METS in Archivematica¶
General description¶
The Metadata Encoding & Transmission Standard, or METS, is a schema for encoding various metadata, expressed in XML. It essentially acts a wrapper around other metadata standards, such as PREMIS and Dublin Core that are used in Archivematica.
The METS file in Archivematica will have a basic generic structure that is comprised of the following sections:
- metsHdr (METS header) (one only)
- dmdSec (descriptive metadata section) (one or more)
- amdSec (administrative metadata section) (one or more)
- fileSec (file section) (one only)
- structMap (structural map) (one or more)

> **Exercises**:
A) Please write out the passage on METS in Archivematica word for word, starting at "METS in Archivematica¶" and ending at "used in Archivematica.".
B) Translate this sentence from the passage on METS in Archivematica into Spanish: "The Metadata Encoding & Transmission Standard, or METS, is a schema for encoding various metadata, expressed in XML."

> **Rows**:
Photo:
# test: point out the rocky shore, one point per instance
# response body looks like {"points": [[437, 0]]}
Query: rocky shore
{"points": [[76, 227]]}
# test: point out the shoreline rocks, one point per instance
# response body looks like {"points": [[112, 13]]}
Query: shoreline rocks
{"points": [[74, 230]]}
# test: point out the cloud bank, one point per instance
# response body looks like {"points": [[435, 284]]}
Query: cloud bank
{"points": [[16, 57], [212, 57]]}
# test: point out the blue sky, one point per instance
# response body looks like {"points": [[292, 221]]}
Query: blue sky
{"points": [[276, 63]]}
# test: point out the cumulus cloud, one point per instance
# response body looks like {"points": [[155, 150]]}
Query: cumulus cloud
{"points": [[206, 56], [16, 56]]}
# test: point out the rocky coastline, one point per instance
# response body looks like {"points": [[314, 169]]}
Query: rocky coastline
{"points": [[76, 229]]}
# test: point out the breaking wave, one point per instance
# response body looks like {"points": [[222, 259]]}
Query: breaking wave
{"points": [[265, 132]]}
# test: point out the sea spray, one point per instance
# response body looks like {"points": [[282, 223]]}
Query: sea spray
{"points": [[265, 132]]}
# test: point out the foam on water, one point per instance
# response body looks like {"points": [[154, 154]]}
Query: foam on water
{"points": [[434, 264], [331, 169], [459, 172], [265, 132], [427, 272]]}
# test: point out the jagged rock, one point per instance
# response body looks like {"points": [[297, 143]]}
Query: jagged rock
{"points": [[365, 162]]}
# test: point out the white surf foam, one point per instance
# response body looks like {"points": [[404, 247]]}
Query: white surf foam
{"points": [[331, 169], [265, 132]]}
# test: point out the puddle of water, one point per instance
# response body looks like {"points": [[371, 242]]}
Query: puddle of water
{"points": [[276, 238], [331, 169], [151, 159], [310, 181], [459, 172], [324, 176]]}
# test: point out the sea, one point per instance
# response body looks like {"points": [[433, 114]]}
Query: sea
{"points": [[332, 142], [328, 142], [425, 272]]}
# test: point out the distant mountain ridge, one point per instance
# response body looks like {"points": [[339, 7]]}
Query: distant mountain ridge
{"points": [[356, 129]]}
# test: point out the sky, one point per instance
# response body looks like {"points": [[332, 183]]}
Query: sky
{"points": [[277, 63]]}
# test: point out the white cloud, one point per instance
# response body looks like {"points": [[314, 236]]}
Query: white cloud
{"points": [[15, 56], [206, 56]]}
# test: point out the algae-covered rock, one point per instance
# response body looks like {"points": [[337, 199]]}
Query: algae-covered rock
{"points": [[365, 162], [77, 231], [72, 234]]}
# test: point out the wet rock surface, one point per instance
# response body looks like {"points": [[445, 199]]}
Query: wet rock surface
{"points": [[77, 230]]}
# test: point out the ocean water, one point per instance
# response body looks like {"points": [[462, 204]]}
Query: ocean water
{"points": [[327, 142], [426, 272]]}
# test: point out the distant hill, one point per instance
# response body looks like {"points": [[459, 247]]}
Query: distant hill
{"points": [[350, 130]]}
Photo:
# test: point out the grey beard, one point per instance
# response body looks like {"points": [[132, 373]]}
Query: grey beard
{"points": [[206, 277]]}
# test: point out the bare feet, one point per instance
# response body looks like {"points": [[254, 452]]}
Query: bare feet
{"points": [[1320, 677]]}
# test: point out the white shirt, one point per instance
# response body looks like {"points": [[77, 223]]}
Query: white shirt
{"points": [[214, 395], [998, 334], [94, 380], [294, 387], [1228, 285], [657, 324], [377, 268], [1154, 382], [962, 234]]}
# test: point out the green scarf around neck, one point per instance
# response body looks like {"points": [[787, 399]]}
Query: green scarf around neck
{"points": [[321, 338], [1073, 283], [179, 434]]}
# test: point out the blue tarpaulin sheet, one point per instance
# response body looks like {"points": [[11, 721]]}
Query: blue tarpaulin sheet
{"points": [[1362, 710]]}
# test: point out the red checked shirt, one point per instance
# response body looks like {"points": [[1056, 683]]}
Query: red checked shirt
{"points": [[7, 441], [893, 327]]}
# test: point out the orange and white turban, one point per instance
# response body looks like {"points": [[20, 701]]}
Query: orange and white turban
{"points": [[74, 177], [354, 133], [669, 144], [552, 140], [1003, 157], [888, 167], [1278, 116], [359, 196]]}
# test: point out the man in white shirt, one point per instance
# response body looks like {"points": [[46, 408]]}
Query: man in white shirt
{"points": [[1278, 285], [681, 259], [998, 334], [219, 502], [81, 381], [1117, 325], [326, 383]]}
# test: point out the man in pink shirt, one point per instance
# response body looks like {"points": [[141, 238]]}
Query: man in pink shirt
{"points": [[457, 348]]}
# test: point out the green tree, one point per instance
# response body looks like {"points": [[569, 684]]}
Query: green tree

> **Answers by task**:
A)
METS in Archivematica¶
General description¶
The Metadata Encoding & Transmission Standard, or METS, is a schema for encoding various metadata, expressed in XML. It essentially acts a wrapper around other metadata standards, such as PREMIS and Dublin Core that are used in Archivematica.

B) El Metadata Encoding & Transmission Standard, o METS, es un esquema para codificar diversos metadatos, expresado en XML.